=== DOCUMENT EXCERPT ===

A new scientific article from the Torremorell lab, about the influence of maternal antibodies on influenza dynamics was published in PLoS ONE.
The study followed 10 cohorts of nursery piglets form a single influenza-positive sow farm and compared influenza dynamics based on the vaccination status of the dam.
Around 300 piglets from one single influenza-positive sow farm were followed during their time at the nursery. The data was collected from 10 cohorts of 30 piglets placed into 2 nurseries over 6 months. During the time of the study, the sows received their biannual PRRS vaccine and 2 commercial influenza vaccines. The piglets originating from that time were cohorts 3a, 3b, 4a and 4b.
Nasal swabs were taken at weaning and then every week in the nursery. They were then tested for influenza by RT-PCR. Each week, for each cohort, the sample with the lowest Ct-value were selected for virus isolation and then submitted for Whole Genome Sequencing. Based on this information, Hemagglutinin gene sequences were translated into amino acid sequences and compared to the sow farm, between cohorts and with the commercial vaccines data.
Blood samples were collected at weaning, and 3 and 6 weeks post weaning. They were tested by hemagglutination inhibition (HI) assay. 15 piglets were selected based on their HI titers at weaning and their serum samples were tested by ELISA.
Overall, 28% of serum samples had a reciprocal HI titer of 40 or higher. 16% of the nasal swabs were RT-PCR positive for influenza A virus. 62% of the pigs tested PCR positive for influenza A virus at least once during the study.
Cohorts with high seroprevalence at weaning showed low influenza prevalence (% PCR positive) whereas cohorts with a low seroprevalence showed a high virus prevalence. Levels of seroprevelence measured by HI titers were high in cohorts issued from vaccinated sows.
Some cohorts showed a second peak of infection during their time in the nursery.
Almost all pigs at weaning tested ELISA positive. However, the percentage of positive pigs declined over time or increased slightly after the second peak of infection, similar to the HI titers dynamics observed in most of the cohorts.
20 Hemagglutinin gene sequences were collected throughout the study.
The sequencing approach demonstrated the circulation of one predominant strain (H1 delta 2) in the 10 cohorts and in the sow farm. There was no difference in the H1 antigenic sites between the viruses detected in the study and the vaccine strains.
High levels of strain-specific hemagglutination inhibition antibodies at weaning:
- decreased IAV infection at weaning,
- delayed time to become influenza-positive,
- decreased the number of weeks that pigs tested influenza-positive during the nursery stage,
- decreased the overall estimated virus quantity during the infection period.
- IAV infection and circulation in nursery pigs may be decreased by using adequate influenza sow vaccination protocols.
Influenza infection and circulation in nursery pigs may be decreased by using adequate influenza sow vaccination protocols.

=== MATERIAL SHOWN ===

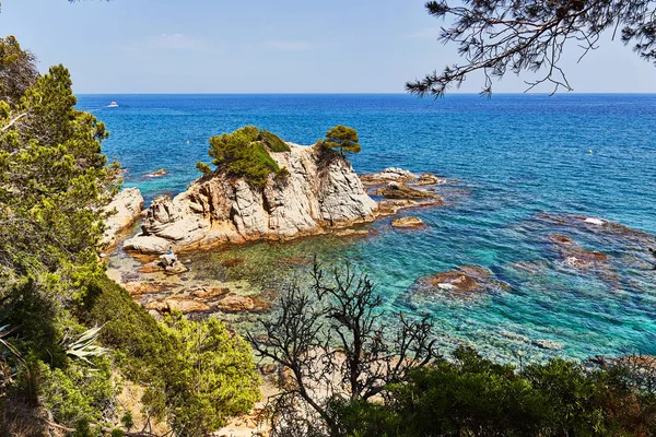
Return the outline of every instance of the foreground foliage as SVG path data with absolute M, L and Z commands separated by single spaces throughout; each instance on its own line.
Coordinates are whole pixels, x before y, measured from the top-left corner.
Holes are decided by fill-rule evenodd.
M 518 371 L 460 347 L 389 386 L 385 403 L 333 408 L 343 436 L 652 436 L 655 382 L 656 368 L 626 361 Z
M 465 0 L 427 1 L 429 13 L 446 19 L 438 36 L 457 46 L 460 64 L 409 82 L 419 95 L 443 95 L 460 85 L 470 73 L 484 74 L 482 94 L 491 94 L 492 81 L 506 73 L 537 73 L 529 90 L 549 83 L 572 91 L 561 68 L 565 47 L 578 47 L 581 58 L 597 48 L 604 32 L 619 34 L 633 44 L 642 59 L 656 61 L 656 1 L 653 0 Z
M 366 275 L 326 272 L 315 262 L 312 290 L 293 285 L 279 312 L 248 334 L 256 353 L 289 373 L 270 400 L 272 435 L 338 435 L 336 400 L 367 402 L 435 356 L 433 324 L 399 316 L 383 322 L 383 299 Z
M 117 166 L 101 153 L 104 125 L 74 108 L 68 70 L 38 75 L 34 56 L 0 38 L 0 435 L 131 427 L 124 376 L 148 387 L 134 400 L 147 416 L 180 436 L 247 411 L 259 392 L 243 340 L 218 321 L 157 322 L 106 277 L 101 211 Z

===

◆ **WORK ORDER A**: According to the influenza study summary, what percentage of the nasal swabs were RT-PCR positive for influenza A virus?
◆ **WORK ORDER B**: Reproduce word for word the part of the influenza study summary from "Overall, 28% of" to "time in the nursery.".
◆ **WORK ORDER C**: Based on the influenza study summary, why might adequate sow vaccination protocols reduce influenza infection and circulation in nursery pigs?
The listing is material kept apart from the influenza study summary.

◆ **WRITTEN ANSWER A**: 16% of the nasal swabs were RT-PCR positive for influenza A virus.

◆ **WRITTEN ANSWER B**:
Overall, 28% of serum samples had a reciprocal HI titer of 40 or higher. 16% of the nasal swabs were RT-PCR positive for influenza A virus. 62% of the pigs tested PCR positive for influenza A virus at least once during the study.
Cohorts with high seroprevalence at weaning showed low influenza prevalence (% PCR positive) whereas cohorts with a low seroprevalence showed a high virus prevalence. Levels of seroprevelence measured by HI titers were high in cohorts issued from vaccinated sows.
Some cohorts showed a second peak of infection during their time in the nursery.

◆ **WRITTEN ANSWER C**: Cohorts from vaccinated sows had high seroprevalence as measured by HI titers, and cohorts with high seroprevalence at weaning showed low influenza prevalence. High levels of strain-specific HI antibodies at weaning decreased infection at weaning, delayed the time to become influenza-positive, reduced the number of weeks pigs tested positive, and lowered the overall estimated virus quantity.